Texto de leitura
┄┄┄┄┄┄┄┄┄┄┄┄┄┄┄┄┄┄┄┄
TEXTO BÍBLICO
“E
perseveravam na doutrina dos apóstolos e na comunhão, no partir do pão e nas
orações. Em cada alma havia temor; e muitos prodígios e sinais eram feitos por
meio dos apóstolos. Todos os que criam estavam juntos e tinham tudo em comum. Vendiam
as suas propriedades e bens, distribuindo o produto entre todos, à medida que
alguém tinha necessidade. Diariamente perseveravam unânimes no templo, partiam
pão de casa em casa e tomavam as suas refeições com alegria e singeleza de
coração, louvando a Deus e contando com a simpatia de todo o povo. Enquanto
isso, o Senhor lhes acrescentava, dia a dia, os que iam sendo salvos” (ATOS
2.42-47, NAA).
Este, sem dúvida, é um daqueles
sermões difíceis de serem transmitidos. Uma mensagem “pesada”, mas necessária.
No livro de Atos dos Apóstolos encontramos referenciais para nós, hoje, no
século 21, e não um padrão de perfeição, visto que nem a Igreja no primeiro
século estava isenta de falhas e imperfeições. Mesmo assim, em Atos podemos
perceber um modus vivendi que deve servir de inspiração para
nós. Ali temos representado um perfil de Cristianismo a ser imitado, a ser
experienciado por nós.
O Movimento Pentecostal cresceu
muito no Brasil e no mundo. A partir dos eventos ocorridos em Azusa Street, em
Los Angeles (EUA), em 1906, as igrejas pentecostais espalharam-se pelo Brasil e
por outros países, que foram alcançados pela chama pentecostal.[1] Hoje, muitos movimentos são identificados como
“pentecostais”, mas é preciso lembrar que nem todos os pentecostais concordam
com tudo que se apresenta como “pentecostal”.[2] O
Pentecostalismo Clássico preza por valores cristãos bem definidos, valoriza as
Escrituras e a experiência com Deus e a ordem no culto ao Senhor.
Infelizmente, ante essa confusão em
torno da experiência pentecostal genuína, muitos valores vem sendo deixados de
lado e tem ocorrido nas igrejas pentecostais históricas o que chamo, aqui neste
esboço, de substituições indevidas no Movimento Pentecostal. Consideremos
elas, a seguir, e também as respostas que devem ser dadas tendo a Palavra de
Deus como base.
1. OBSESSÃO PELO GRANDE
Existe uma busca desenfreada pelo
que é grande, pelo que chama a atenção, pelo que é dotado de muitos recursos. O
evangélico brasileiro acostumou-se a conviver com líderes que se comprazem em
mostrar estruturas e nem tanto programas de formação humana e de assistência
social. Avalia-se a qualidade de uma igreja pelo tamanho do prédio que ela tem
e quanto maior for o número de congregações, maior será o ministério. Noutras
palavras, o conceito de “maior” foi reduzido a números.
Jesus, precisamos lembrar, nasceu
numa manjedoura, foi criado por pais paupérrimos e falou a poucas pessoas, por
vezes. O Reino de Deus não opera com a lógica do mercado e para Deus, o maior
pode ser o menor, e o menor o maior; o primeiro poderá ser o último, e o último
o primeiro.
┄┄┄┄┄┄┄┄┄┄┄┄┄┄┄┄┄┄┄┄
(Registros de uma coleção)
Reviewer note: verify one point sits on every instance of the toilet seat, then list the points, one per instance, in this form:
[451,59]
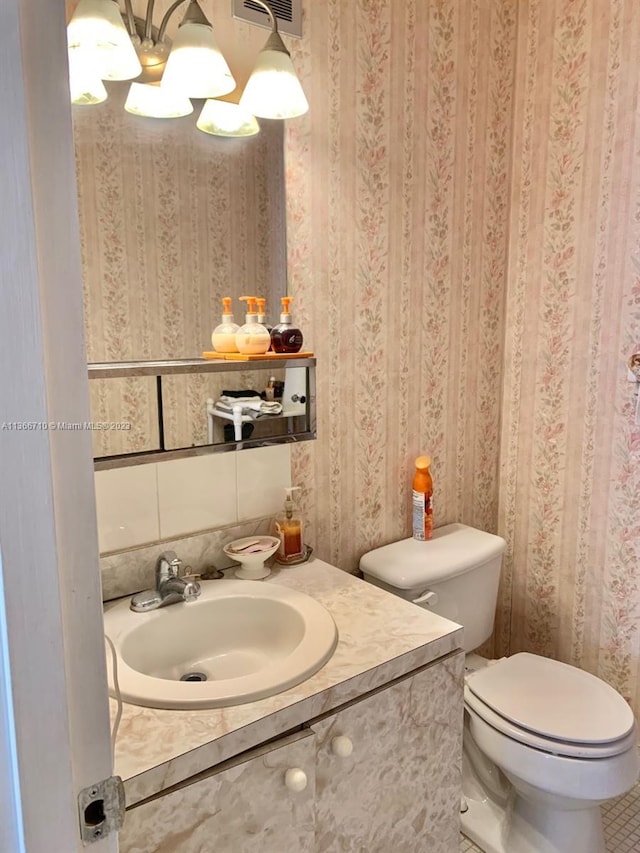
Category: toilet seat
[551,706]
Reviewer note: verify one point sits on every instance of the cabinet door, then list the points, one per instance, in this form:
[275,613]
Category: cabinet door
[399,789]
[243,807]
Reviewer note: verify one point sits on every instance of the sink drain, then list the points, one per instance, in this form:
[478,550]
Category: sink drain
[193,676]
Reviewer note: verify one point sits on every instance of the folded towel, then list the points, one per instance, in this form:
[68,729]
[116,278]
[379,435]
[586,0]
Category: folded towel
[251,407]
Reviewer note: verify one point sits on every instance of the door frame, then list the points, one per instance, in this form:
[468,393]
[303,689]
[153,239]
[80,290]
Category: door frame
[54,722]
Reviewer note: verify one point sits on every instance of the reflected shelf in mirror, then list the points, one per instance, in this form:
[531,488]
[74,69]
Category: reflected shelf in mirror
[173,382]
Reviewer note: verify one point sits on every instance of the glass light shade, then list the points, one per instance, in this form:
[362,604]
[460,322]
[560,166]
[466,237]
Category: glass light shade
[85,84]
[152,100]
[97,26]
[273,90]
[196,68]
[222,118]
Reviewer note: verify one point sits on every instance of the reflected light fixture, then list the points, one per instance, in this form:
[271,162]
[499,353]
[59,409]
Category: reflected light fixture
[105,44]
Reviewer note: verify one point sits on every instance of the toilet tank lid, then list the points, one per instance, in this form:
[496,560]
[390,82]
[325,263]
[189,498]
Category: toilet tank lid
[453,550]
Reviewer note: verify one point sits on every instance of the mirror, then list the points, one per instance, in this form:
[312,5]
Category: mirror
[171,220]
[206,405]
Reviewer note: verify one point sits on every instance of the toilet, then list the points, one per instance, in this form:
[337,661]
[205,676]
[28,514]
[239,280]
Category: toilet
[544,743]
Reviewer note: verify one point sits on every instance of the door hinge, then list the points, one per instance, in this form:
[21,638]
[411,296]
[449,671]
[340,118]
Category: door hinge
[101,809]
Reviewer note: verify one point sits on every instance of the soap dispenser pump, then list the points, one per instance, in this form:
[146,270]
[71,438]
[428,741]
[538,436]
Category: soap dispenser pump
[223,337]
[284,337]
[289,529]
[252,338]
[262,313]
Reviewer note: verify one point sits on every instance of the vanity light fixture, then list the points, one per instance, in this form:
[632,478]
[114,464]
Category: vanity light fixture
[273,90]
[105,44]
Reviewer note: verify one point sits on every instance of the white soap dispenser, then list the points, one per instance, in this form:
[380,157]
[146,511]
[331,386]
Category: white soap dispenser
[223,337]
[252,338]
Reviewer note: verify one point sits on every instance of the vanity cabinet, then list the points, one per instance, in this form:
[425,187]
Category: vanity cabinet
[399,789]
[382,774]
[241,806]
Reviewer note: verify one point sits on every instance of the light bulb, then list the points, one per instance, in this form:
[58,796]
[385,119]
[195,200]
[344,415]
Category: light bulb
[221,118]
[196,67]
[152,100]
[85,84]
[273,90]
[97,26]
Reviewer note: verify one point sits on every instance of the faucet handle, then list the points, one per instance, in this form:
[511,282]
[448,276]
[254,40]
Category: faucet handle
[168,565]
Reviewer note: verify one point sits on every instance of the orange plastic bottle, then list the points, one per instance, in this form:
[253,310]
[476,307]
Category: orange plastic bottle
[422,502]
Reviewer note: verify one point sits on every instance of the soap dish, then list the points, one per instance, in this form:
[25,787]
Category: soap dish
[252,552]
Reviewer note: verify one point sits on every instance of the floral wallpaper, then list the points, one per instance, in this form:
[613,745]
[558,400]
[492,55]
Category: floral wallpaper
[570,462]
[397,201]
[463,240]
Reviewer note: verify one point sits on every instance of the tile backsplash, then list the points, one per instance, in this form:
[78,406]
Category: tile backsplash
[145,506]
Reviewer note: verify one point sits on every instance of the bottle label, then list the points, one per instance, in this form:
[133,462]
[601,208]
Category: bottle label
[422,505]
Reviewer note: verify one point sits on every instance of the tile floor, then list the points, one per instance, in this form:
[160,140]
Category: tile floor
[621,820]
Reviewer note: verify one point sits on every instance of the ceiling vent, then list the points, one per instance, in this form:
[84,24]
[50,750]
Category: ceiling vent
[288,13]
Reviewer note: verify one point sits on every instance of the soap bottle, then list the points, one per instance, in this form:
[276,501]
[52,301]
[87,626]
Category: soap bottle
[223,337]
[422,500]
[284,337]
[252,338]
[262,314]
[289,529]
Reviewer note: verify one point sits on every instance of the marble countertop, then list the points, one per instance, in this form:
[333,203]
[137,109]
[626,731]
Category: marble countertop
[381,637]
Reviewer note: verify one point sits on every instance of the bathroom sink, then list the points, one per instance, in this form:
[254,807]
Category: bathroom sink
[239,641]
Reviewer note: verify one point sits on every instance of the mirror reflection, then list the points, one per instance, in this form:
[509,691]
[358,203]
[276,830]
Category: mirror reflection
[171,220]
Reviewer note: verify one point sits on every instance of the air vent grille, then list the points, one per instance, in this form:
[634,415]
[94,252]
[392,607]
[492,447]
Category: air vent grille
[288,13]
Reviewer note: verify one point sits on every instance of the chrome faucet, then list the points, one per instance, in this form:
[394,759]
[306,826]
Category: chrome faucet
[170,587]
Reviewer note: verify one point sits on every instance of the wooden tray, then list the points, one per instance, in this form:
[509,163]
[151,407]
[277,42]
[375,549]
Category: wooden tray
[240,356]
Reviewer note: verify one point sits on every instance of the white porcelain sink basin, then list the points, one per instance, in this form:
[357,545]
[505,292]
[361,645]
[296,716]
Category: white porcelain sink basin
[238,642]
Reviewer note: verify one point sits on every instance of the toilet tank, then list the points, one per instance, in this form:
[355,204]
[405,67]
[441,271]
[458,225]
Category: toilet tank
[459,565]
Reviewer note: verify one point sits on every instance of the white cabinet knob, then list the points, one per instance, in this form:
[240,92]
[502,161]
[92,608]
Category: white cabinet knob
[295,779]
[341,746]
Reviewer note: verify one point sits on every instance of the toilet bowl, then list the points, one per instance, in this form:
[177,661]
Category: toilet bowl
[565,741]
[544,743]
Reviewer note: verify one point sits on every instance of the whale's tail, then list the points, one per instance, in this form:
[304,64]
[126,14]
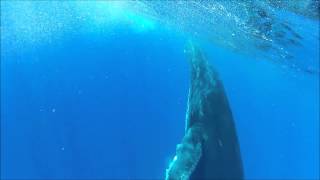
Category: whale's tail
[210,148]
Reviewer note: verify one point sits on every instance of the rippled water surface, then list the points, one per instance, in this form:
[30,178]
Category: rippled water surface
[98,89]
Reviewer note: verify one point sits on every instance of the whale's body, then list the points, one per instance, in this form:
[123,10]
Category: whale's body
[210,148]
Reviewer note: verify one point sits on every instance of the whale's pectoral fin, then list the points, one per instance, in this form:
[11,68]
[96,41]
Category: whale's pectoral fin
[188,154]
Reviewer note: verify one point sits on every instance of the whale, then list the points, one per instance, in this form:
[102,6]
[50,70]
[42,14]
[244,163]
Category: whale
[210,147]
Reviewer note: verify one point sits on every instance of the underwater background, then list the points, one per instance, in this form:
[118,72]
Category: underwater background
[98,89]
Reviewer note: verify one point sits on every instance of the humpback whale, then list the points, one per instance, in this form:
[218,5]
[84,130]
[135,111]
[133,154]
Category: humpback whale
[209,148]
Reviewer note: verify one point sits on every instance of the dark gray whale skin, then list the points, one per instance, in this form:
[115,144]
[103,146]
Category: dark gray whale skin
[210,148]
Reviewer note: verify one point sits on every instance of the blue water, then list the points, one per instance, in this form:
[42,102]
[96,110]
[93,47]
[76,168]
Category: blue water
[108,100]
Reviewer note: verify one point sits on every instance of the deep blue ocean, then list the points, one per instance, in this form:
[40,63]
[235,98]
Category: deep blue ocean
[85,97]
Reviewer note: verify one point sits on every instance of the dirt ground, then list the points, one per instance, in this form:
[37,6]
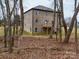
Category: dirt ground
[40,48]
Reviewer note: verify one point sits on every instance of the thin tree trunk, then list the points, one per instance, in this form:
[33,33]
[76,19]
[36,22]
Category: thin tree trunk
[71,26]
[22,16]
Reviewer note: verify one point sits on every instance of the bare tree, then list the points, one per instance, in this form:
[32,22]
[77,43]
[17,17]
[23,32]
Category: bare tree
[71,25]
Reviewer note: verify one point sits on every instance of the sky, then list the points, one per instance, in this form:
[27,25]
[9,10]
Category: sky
[68,5]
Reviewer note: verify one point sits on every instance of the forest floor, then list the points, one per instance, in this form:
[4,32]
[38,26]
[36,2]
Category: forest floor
[40,48]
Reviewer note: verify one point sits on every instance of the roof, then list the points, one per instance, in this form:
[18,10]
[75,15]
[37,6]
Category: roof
[40,7]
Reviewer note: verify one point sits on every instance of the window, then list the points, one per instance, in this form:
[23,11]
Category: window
[35,29]
[37,12]
[36,20]
[46,21]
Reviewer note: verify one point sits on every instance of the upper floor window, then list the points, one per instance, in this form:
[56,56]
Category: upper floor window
[36,20]
[37,12]
[46,21]
[35,29]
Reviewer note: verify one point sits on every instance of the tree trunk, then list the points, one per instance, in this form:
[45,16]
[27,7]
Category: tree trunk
[71,25]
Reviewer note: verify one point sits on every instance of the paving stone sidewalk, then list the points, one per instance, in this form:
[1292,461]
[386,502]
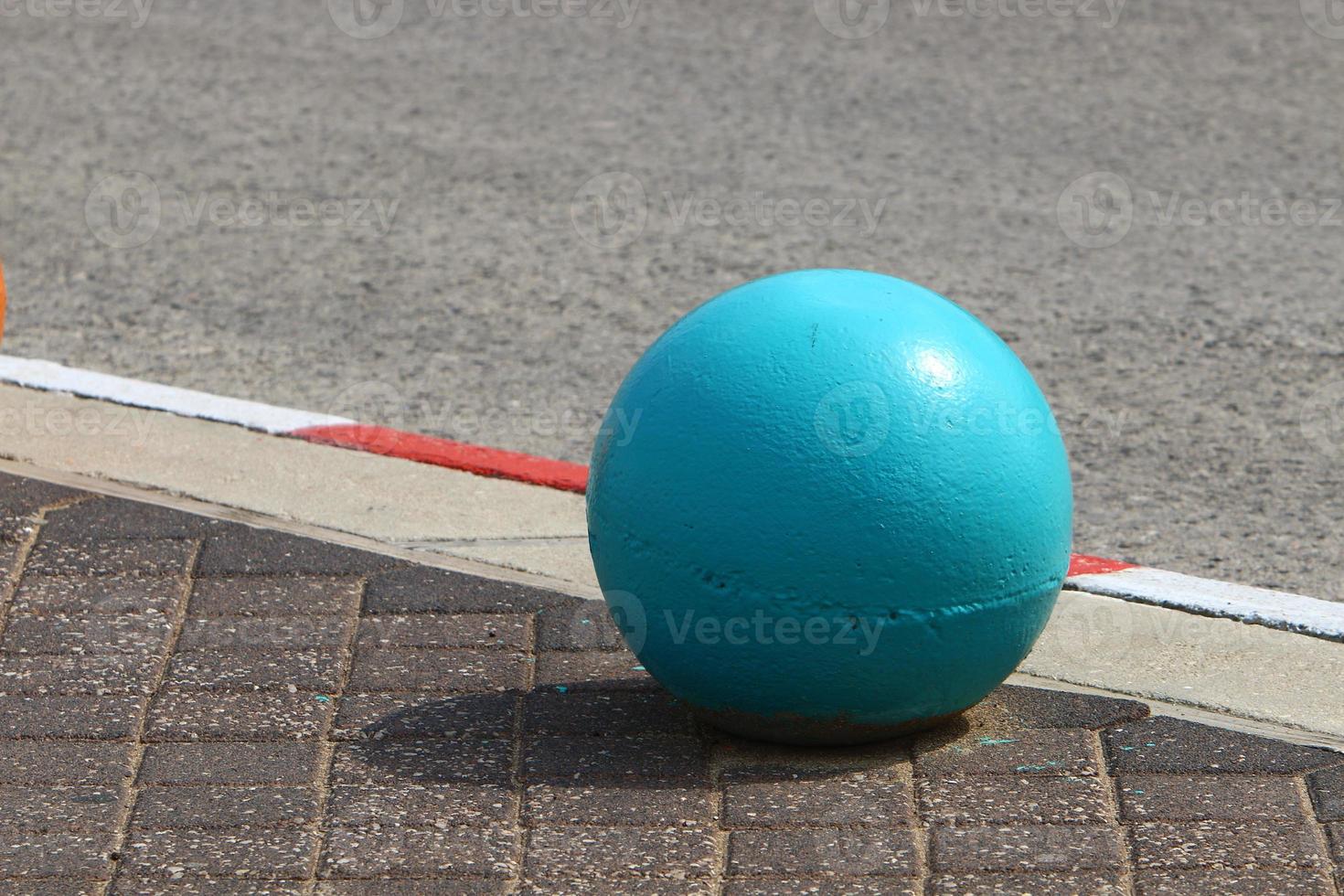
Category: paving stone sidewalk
[195,706]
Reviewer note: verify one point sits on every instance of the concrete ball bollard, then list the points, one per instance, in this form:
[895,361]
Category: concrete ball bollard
[829,507]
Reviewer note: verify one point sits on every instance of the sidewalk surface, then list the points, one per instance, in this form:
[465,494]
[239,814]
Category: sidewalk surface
[188,699]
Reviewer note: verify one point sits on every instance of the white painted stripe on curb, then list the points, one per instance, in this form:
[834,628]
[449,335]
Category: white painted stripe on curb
[1209,597]
[254,415]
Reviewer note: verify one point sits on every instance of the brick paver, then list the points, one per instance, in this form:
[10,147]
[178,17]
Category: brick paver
[195,706]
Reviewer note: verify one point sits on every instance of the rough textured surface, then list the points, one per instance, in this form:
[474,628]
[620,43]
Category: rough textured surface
[230,767]
[1181,360]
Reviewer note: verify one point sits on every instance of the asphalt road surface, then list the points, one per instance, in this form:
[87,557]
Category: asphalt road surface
[469,218]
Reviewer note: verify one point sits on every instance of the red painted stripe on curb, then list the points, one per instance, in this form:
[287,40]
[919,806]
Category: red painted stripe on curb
[1085,564]
[459,455]
[525,468]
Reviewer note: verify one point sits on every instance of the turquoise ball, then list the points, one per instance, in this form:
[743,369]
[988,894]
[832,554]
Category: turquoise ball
[829,507]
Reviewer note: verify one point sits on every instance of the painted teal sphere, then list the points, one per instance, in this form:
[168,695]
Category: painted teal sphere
[829,507]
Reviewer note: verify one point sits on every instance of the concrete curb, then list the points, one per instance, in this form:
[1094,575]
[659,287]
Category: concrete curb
[509,529]
[1095,575]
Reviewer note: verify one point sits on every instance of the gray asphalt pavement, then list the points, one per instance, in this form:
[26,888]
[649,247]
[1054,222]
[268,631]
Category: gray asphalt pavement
[469,218]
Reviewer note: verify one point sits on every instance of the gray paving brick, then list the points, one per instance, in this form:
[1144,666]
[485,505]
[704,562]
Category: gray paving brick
[583,626]
[266,635]
[33,762]
[421,887]
[1018,752]
[85,718]
[614,806]
[443,630]
[558,759]
[757,761]
[422,762]
[248,551]
[1004,799]
[605,712]
[411,852]
[1035,884]
[285,597]
[1223,844]
[428,590]
[1246,881]
[56,853]
[78,594]
[109,557]
[433,805]
[51,887]
[1015,707]
[25,495]
[316,670]
[271,853]
[211,806]
[365,716]
[50,673]
[1199,797]
[805,853]
[228,763]
[59,807]
[1335,842]
[1026,848]
[1166,744]
[257,715]
[443,670]
[88,633]
[618,852]
[1327,789]
[840,801]
[108,517]
[592,670]
[821,887]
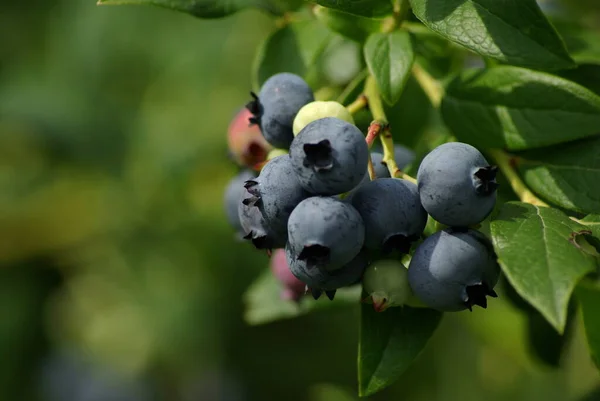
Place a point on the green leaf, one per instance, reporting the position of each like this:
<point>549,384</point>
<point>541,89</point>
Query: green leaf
<point>588,295</point>
<point>587,75</point>
<point>390,58</point>
<point>293,48</point>
<point>409,117</point>
<point>365,8</point>
<point>389,342</point>
<point>583,44</point>
<point>514,32</point>
<point>434,53</point>
<point>209,9</point>
<point>566,175</point>
<point>538,255</point>
<point>592,222</point>
<point>516,108</point>
<point>349,25</point>
<point>264,305</point>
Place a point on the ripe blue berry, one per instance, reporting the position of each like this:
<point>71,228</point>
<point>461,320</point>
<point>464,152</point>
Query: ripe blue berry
<point>453,270</point>
<point>318,279</point>
<point>391,212</point>
<point>254,226</point>
<point>330,156</point>
<point>293,289</point>
<point>276,192</point>
<point>325,232</point>
<point>276,106</point>
<point>457,185</point>
<point>233,196</point>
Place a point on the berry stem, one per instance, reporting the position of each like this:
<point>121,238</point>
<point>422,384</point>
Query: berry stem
<point>432,88</point>
<point>357,105</point>
<point>380,127</point>
<point>351,87</point>
<point>371,169</point>
<point>506,164</point>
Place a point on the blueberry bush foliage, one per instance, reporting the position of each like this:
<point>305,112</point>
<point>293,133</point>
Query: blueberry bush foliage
<point>516,82</point>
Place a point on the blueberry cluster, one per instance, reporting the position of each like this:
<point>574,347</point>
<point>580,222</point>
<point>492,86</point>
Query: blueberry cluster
<point>331,226</point>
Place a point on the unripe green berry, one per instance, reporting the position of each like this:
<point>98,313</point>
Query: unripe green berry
<point>386,282</point>
<point>320,109</point>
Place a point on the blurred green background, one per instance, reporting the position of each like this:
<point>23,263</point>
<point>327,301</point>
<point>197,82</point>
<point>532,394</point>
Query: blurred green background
<point>119,277</point>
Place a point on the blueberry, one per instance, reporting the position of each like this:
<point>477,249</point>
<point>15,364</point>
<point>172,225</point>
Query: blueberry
<point>453,270</point>
<point>233,196</point>
<point>325,232</point>
<point>276,192</point>
<point>276,106</point>
<point>320,109</point>
<point>386,282</point>
<point>254,226</point>
<point>381,170</point>
<point>457,185</point>
<point>293,289</point>
<point>391,212</point>
<point>319,280</point>
<point>330,156</point>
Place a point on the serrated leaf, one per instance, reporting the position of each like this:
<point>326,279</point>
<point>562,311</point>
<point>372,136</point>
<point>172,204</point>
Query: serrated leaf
<point>517,109</point>
<point>538,255</point>
<point>209,9</point>
<point>514,32</point>
<point>351,26</point>
<point>566,175</point>
<point>390,57</point>
<point>389,343</point>
<point>365,8</point>
<point>588,295</point>
<point>264,304</point>
<point>293,48</point>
┄┄┄┄┄┄┄┄┄┄┄┄┄┄┄┄┄┄┄┄
Instruções da tarefa
Responda com base no sermão:
(a) Qual passagem bíblica é citada no começo?
(b) Em que cidade e em que ano aconteceram os eventos de Azusa Street?
(c) Onde Jesus nasceu, segundo o sermão?
Essas linhas não têm nenhuma ligação com o sermão.

Resposta completa
(a) Atos 2.42-47, na versão NAA.
(b) Em Los Angeles (EUA), em 1906.
(c) Numa manjedoura.